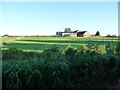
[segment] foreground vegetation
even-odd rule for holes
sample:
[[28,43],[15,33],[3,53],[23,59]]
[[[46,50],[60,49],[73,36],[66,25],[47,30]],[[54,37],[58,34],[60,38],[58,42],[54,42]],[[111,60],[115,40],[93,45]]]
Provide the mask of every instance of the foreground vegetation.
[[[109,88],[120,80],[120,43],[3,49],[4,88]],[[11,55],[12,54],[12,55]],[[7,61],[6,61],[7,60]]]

--

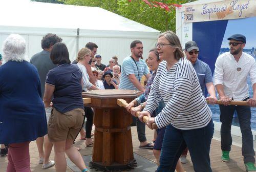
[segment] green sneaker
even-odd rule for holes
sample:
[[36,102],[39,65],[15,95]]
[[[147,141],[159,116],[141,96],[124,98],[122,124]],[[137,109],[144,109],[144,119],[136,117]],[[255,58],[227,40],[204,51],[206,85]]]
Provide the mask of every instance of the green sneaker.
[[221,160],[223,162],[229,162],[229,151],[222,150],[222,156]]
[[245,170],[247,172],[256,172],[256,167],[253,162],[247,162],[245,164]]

WHAT YOU WILL DO → Reproduce the lines starting at the one containing "[segment] foreground vegetation" and ending at the one containing "Provide the mask of every instance of the foreground", substituting "foliage" for every occurrence of "vegetation" and leaving everything else unchanged.

RESULT →
[segment] foreground foliage
even-odd rule for holes
sample:
[[28,43],[15,33],[3,53],[23,59]]
[[[46,50],[60,49],[73,36],[66,25],[47,30]],[[54,37],[58,34],[60,38],[58,42],[54,42]],[[111,60],[115,40],[93,45]]]
Provide the mask of every instance of the foreground foliage.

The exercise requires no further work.